[begin EXCERPT PROVIDED]

Ajit Kumar Sengupta, J.
1. This application under Article 226 of the Constitution of India is directed against the order dated 9th May, 1984 passed by the Collector of Customs, Calcutta, confiscating the goods under Section 111(d)/111(m) of the Customs Act, 1962 and giving an option to the petitioner under Section 125 of the said Act to clear the goods on payment of fine of Rs. 50,000. This application has been moved upon notice.
2. Mr. Amjad Ali, learned Advocate appearing for the respondents, has produced the records. It is agreed that the matter can be disposed of without any affidavit as the point involved in this application is purely a question of law. Mr. Ali has, submitted that the respondents, however, do not admit the correctness of the allegations made in the petition save as would appear from the records.
3. The facts which are appearing from the records and the petition are stated hereinafter. The petitioner, M/s. Orissa Oil Industry Limited, Calcutta had imported on 19th March, 1984 two double pumps (hydraulic equipment) and one hydraulic motor by air from West Germany. The hydraulic double pump was described as a component of a hydraulic excavator engine. By a letter dated 9th April, 1984, the petitioner-company clarified that the double pump is a hydraulic pump used in Demag H.36 Excavator. It develops a maximum pressure of 300 bars. It builds up hydraulic pressure for different operations of the excavator. By a letter dated 26th April, 1984 addressed to the Collector of Customs, the petitioner informed that the said pumps were required by actual user, M/s. Hindustan Motors Ltd., who would utilise those pumps as components for the manufacture of hydraulic excavators.
4. The clearance of the said consignment was sought to be made against a split up licence dated 27th December, 1983 bearing No. P/W/0487989. The said split up licence was issued against the original additional licence bearing No. P/W/ 2965407/C dated 25th November, 1982. The said split up licence was endorsed for importation of items as permissible under paragraph 186 of the 1983-84 Policy. The said licence was issued subject to the condition that the imported materials shall be disposed of to the eligible actual users. The conditions as laid down in paragraphs 186 and 232 of the Import and Export Policy Book for the period 1983-84 would also be applicable to the said licence. The validity period of the said licence expired on 30th November, 1983 and the licence was revalidated for a further period of six months subject to the condition that items which are not permissible for import against the additional licence during April-March, 1983-84 Policy period are not allowed to be imported during the extended period of validity of the licence. The goods were shipped on 16th March, 1984 and the importation falls within the extended period of validity of the licence. In other words, the items which are not covered by the said split up licence during 1983-84 Policy would not be allowed to be imported. The Collector of Customs held that the items in question are not covered by the licence and are, therefore, liable to confiscation. But in lieu of confiscation an option was given to the petitioner-company to pay a fine and get the goods released. Mr. Goutam Mitra, learned Advocate appearing for the petitioner submitted that the goods in question are covered by serial No. 411 of Appendix 5 of 1983-84 Policy period. Mr. Amjad Ali on the other hand has contended that the Collector of Customs in his order has given the reason why the goods are not covered. He has supported the reasoning and the order of the Collector of Customs.

[end EXCERPT PROVIDED]

_EXERCISE TASK A:_
In the customs judgment, what fine must the petitioner pay to clear the goods under the option given by the Collector of Customs?
_EXERCISE TASK B:_
Restate the paragraph of the customs judgment that begins "The facts which are appearing from the records" as a concise bulleted list that keeps its main facts.
_EXERCISE TASK C:_
Extend the customs judgment, beginning directly after its final sentence.

[begin MATERIAL PROVIDED]

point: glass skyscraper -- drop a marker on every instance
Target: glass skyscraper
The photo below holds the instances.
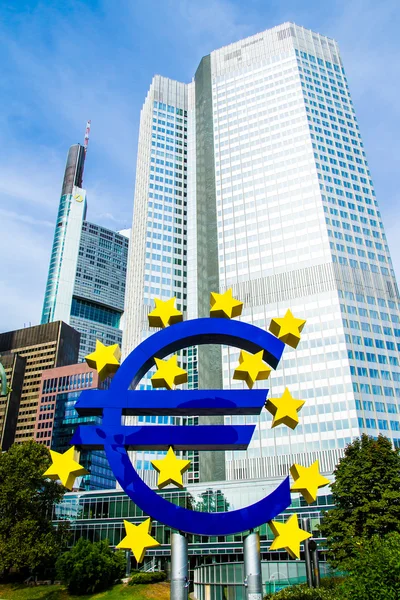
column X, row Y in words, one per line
column 86, row 280
column 281, row 207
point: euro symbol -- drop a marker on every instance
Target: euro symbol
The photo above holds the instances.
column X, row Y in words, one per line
column 122, row 399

[end MATERIAL PROVIDED]

_EXPECTED ANSWER A:_
Rs. 50,000.

_EXPECTED ANSWER B:_
- The petitioner, M/s. Orissa Oil Industry Limited, Calcutta, imported two hydraulic double pumps and one hydraulic motor by air from West Germany on 19th March, 1984.
- The double pump was described as a component of a hydraulic excavator engine.
- In a letter dated 9th April, 1984, the company clarified that the pump is used in the Demag H.36 Excavator. It develops a maximum pressure of 300 bars and builds up hydraulic pressure for the excavator's operations.
- In a letter dated 26th April, 1984 to the Collector of Customs, the petitioner stated that the actual user, M/s. Hindustan Motors Ltd., required the pumps as components for manufacturing hydraulic excavators.

_EXPECTED ANSWER C:_
5. The additional licence against which the split up licence was issued was subject to the restriction contained in paragraphs 186 and 232 of the Import and Export Policy Book for the period 1983-84. Paragraph 186(4), inter alia, provides as follows:
The additional licence so granted to Export Houses will be valid for import of the items appearing in Appendices 5 and 7 excluding however, the items appearing in Appendix 26 and subject to the condition that the import of a single item shall not exceed Rs. Ten lakhs in value.
Paragraph 186(10) reads as follows:--'Goods imported by export houses against additional licences will be disposed of by them in the same manner and subject to the same conditions, as laid down in para. 185 above.
Paragraph 185(4)(ii) reads as follows:--'Raw materials, components and consumables will be disposed of to eligible actual users (industrial) and intimation about the same shall be given by the export house in the periodical returns to be furnished under para. 192 of this policy.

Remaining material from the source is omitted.